EXERCISE DETAILS:
Copy the lines from the one containing "Flashcard task. Put a dot on each instance of the parking" through the one containing "x=595 y=298", inclusive, as a numbered list without blank lines.

MATERIAL SUPPLIED:
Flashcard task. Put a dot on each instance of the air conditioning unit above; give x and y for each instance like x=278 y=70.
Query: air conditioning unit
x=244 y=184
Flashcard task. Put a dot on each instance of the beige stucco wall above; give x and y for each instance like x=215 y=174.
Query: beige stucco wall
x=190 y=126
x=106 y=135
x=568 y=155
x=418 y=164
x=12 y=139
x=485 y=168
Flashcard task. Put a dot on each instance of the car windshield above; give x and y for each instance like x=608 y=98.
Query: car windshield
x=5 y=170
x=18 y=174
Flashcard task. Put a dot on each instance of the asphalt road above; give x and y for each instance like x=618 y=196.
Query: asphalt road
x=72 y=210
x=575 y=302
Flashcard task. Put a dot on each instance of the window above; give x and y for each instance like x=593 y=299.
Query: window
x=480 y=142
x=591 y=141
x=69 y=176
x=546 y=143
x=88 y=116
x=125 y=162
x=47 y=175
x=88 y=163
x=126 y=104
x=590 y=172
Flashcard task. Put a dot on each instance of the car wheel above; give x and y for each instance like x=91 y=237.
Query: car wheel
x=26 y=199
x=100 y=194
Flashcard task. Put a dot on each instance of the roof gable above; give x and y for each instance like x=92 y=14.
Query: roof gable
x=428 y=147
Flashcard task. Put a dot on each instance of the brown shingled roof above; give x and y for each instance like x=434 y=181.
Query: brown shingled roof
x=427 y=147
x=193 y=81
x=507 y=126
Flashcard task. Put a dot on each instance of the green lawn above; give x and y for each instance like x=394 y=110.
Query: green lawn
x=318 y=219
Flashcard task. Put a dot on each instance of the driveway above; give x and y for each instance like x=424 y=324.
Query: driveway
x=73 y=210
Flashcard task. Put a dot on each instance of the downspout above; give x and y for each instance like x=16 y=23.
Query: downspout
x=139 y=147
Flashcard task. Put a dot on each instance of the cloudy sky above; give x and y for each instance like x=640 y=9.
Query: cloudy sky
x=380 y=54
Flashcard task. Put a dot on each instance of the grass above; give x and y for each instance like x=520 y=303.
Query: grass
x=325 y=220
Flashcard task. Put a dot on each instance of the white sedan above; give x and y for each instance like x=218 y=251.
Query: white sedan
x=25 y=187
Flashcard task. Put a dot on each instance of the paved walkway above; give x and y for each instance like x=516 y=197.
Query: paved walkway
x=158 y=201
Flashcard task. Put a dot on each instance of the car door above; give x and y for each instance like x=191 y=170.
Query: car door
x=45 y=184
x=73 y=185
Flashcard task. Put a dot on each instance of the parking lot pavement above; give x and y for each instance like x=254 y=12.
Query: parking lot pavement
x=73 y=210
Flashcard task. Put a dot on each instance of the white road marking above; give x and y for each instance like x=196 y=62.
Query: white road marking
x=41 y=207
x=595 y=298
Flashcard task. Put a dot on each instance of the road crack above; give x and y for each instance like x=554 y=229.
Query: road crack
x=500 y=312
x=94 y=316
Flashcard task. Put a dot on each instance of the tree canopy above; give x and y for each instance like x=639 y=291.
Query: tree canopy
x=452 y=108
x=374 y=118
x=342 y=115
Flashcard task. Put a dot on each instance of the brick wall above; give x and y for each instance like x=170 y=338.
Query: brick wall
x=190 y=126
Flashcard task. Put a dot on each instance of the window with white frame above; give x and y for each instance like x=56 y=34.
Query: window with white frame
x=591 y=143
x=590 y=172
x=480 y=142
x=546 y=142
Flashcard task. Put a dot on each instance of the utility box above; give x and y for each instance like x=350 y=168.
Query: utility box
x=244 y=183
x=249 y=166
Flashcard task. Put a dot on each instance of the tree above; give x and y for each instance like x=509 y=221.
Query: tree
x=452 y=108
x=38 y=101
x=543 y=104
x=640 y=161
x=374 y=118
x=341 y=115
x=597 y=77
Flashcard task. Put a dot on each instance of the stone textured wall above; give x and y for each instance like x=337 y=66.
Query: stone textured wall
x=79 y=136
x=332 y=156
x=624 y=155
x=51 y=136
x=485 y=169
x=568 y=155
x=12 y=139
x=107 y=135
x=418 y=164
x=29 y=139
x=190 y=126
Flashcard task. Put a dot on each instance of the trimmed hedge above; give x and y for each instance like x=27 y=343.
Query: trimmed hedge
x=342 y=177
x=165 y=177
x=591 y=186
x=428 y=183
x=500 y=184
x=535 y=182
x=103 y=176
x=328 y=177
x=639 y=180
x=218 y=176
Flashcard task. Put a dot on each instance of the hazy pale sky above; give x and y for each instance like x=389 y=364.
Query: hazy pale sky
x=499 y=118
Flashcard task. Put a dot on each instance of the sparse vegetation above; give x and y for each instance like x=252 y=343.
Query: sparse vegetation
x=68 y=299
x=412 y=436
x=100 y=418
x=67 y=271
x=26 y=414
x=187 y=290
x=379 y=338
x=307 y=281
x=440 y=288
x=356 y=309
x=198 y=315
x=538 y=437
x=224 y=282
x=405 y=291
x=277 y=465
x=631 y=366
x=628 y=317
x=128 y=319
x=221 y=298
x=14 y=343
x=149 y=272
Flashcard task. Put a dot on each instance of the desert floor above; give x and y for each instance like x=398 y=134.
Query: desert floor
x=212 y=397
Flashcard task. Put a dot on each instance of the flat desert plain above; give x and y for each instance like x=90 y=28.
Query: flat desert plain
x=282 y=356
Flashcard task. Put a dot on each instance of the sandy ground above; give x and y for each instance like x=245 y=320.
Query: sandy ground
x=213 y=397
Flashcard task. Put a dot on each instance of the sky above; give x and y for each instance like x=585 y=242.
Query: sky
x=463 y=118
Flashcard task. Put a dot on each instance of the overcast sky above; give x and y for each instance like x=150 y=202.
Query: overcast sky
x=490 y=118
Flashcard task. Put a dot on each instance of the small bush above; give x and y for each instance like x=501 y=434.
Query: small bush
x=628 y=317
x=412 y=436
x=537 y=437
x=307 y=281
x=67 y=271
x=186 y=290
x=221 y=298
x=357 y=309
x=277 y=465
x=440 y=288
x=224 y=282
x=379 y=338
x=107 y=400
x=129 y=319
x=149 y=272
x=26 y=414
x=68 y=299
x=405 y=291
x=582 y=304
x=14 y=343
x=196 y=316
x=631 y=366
...
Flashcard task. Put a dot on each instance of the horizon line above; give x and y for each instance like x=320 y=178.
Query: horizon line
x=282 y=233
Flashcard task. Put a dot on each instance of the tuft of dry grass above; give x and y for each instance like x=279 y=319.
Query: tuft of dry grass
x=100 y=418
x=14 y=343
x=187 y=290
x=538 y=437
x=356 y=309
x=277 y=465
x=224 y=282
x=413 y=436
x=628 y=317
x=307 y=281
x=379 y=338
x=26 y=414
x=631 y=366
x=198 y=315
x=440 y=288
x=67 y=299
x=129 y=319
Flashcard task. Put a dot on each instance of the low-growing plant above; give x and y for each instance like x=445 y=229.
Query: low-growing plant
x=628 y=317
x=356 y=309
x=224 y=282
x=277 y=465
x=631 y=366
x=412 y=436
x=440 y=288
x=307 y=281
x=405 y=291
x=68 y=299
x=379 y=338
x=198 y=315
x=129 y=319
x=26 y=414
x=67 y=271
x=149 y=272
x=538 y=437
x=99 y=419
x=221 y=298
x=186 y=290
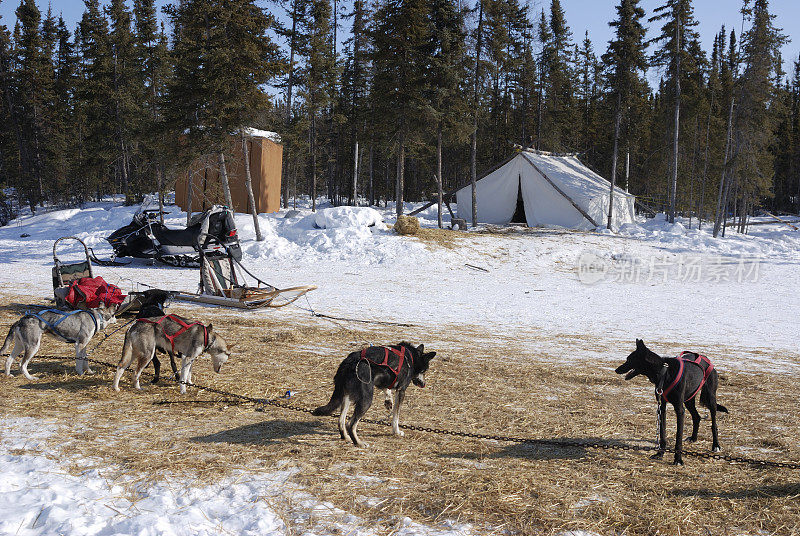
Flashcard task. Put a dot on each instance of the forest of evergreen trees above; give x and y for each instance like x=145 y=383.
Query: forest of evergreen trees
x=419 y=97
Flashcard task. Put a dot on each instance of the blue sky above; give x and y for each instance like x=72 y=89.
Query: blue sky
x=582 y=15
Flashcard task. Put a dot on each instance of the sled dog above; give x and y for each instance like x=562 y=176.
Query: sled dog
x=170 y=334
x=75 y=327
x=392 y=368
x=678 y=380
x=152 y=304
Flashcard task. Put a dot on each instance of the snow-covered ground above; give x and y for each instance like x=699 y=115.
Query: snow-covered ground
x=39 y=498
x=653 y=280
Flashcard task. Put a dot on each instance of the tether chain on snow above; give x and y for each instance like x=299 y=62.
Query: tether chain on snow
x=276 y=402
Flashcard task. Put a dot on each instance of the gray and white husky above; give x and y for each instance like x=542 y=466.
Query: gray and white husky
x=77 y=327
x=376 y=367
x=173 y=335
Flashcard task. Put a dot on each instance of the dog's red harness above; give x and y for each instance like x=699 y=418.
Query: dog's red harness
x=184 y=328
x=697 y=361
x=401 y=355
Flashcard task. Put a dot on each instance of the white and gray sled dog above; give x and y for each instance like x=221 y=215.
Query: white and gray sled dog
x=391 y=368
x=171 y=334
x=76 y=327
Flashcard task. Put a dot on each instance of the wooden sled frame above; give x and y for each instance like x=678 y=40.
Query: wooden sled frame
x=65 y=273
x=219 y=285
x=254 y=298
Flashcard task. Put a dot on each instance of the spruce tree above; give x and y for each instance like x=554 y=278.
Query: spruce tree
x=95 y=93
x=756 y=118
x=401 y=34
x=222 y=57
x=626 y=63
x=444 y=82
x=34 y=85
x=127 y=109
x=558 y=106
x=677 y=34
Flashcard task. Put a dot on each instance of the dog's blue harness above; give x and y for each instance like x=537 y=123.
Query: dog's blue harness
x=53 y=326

RESPONSE:
1. Flashcard task. Put a dot on each instance of the parking lot pavement above; give x and y for each instance like x=254 y=12.
2. Query: parking lot pavement
3. x=73 y=210
4. Flashcard task. Put a dot on each instance of the white road marking above; give x and y for each instance like x=196 y=62.
5. Query: white road marking
6. x=41 y=207
7. x=595 y=298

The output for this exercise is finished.